Computer graphics processing and selective visual display system – Computer graphics processing – Three-dimension
Reexamination Certificate
1998-05-04
2001-10-23
Zimmerman, Mark (Department: 2671)
Computer graphics processing and selective visual display system
Computer graphics processing
Three-dimension
C345S428000, C345S441000
Reexamination Certificate
active
06307554
ABSTRACT:
BACKGROUND OF THE INVENTION
1. Field of the Invention
The present invention relates to an apparatus and a method for generating progressive polygon data, and an apparatus and a method for generating three-dimensional real-time graphics using the progressive polygon data.
2. Description of the Prior Art
In recent years, in the field of computer graphics (hereinafter, referred to as “CG”), a variety of circuit boards dedicated to three-dimensional (hereinafter, referred to as “3D”) representation (hereinafter, simply referred to as “boards”) and machines for rendering 3D graphics are commercially available. Among these, inexpensive boards are available to be built into a personal computer (hereinafter, referred to as “PC”), as Windows 95® and Windows NT® become widespread. Moreover, inexpensive game machines making use of such boards are also available.
Under these circumstances, most boards and game machines represent data for 3D graphics as polygons. Boards that handle polygons range from high-performance boards to low-performance boards. For example, in a high-performance board, a fine 3D object (hereinafter, referred to as “object”) can be rendered with 10,000 polygons, whereas in a low-performance board, it is necessary to render an object with about 500 polygons.
Conventionally, when a creator of animation (hereinafter, referred to as “animator”) produced real-time animation with an animation tool such as SoftImage® (product of Microsoft Co.), at least 30,000 polygons were generally required.
However, in order to render graphics in real time on a currently available PC, 2,000 is the maximum number of polygons for use in rendering. Moreover, when a plurality of objects are rendered simultaneously, it is necessary to restrict the total number of polygons for rendering all objets to about 2,000 polygons.

Region labeling records

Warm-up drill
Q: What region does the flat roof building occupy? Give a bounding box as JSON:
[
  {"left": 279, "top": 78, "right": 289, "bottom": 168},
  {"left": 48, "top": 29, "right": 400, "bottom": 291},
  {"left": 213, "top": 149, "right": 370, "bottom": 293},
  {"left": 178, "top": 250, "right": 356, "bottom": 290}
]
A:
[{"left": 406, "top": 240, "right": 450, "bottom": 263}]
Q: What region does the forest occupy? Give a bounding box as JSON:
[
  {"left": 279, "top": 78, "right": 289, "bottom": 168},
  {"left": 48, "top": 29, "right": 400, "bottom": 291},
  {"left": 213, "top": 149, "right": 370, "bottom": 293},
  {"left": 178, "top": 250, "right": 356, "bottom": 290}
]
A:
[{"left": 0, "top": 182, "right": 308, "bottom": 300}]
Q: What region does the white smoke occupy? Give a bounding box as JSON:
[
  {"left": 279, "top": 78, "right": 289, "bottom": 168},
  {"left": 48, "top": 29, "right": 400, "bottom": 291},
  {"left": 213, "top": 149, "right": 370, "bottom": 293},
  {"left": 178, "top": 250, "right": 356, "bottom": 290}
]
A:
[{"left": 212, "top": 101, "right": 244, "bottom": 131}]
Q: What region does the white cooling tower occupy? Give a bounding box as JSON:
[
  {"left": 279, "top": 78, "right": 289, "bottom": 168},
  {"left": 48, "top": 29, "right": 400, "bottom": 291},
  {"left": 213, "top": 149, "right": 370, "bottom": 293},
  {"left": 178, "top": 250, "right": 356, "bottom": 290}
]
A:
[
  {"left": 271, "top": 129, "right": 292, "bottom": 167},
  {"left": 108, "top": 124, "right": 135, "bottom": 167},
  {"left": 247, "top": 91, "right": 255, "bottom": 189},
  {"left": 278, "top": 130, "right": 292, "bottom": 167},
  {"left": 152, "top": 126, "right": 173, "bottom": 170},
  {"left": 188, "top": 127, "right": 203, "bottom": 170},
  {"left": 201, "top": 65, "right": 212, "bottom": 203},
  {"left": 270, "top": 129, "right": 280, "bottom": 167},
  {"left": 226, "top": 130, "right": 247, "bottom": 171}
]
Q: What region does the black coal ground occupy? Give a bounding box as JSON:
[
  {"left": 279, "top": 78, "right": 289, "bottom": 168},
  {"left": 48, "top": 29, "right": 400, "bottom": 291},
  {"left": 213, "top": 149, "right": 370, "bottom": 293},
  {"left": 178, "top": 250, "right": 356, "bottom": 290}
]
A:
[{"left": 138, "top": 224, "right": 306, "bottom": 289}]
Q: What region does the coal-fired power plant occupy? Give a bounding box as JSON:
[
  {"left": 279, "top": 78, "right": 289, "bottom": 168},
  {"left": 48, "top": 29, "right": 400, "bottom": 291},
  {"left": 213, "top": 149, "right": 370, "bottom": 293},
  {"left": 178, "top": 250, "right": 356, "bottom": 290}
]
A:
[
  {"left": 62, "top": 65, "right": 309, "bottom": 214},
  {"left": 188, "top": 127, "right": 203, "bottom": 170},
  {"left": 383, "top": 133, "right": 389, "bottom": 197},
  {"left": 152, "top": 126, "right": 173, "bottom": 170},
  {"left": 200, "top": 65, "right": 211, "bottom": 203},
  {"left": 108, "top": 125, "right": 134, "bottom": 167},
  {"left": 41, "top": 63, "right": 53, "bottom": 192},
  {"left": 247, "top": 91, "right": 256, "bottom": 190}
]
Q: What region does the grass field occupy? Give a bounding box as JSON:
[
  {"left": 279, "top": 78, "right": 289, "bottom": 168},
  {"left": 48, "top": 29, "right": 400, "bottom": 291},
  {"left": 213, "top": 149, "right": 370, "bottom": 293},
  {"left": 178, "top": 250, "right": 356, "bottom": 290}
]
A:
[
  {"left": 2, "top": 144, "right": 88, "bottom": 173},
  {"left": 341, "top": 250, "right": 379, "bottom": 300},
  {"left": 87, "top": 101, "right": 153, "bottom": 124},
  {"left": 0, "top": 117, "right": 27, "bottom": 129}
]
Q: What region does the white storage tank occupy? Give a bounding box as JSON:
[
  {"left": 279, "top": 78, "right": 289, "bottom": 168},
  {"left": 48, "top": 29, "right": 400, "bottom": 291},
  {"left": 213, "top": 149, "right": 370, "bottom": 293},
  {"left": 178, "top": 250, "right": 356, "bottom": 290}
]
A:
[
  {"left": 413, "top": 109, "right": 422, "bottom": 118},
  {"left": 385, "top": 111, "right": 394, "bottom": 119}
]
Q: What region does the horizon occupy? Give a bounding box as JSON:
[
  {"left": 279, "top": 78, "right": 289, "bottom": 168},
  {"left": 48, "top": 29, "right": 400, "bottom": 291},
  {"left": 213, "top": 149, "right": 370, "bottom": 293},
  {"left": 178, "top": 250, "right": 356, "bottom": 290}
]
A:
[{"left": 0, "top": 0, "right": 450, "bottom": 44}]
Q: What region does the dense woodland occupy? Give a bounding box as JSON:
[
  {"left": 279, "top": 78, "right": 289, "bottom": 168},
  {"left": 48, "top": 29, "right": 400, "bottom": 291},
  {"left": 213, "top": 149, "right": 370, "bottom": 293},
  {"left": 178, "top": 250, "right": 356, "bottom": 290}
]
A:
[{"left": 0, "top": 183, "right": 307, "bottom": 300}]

Directives:
A. Rewrite the passage of the patent background starting at "Under these circumstances, most" and ending at "about 500 polygons.", substituting "triangles" for "polygons".
B. According to the patent background, what is the maximum number of polygons for rendering graphics in real time on a currently available PC?
C. For each statement, say whether it agrees with the patent background, and quote the words that decide it.
(i) Inexpensive boards can be built into a personal computer.
(ii) A low-performance board can render an object with 10,000 polygons.
(iii) Animators producing real-time animation with a tool such as SoftImage® generally needed at least 30,000 polygons.

Answers per task:
A.
Under these circumstances, most boards and game machines represent data for 3D graphics as triangles. Boards that handle triangles range from high-performance boards to low-performance boards. For example, in a high-performance board, a fine 3D object (hereinafter, referred to as “object”) can be rendered with 10,000 triangles, whereas in a low-performance board, it is necessary to render an object with about 500 triangles.

B. 2,000 polygons.

C.
(i) Yes: "inexpensive boards are available to be built into a personal computer"
(ii) No: "in a low-performance board, it is necessary to render an object with about 500 polygons"
(iii) Yes: "at least 30,000 polygons were generally required"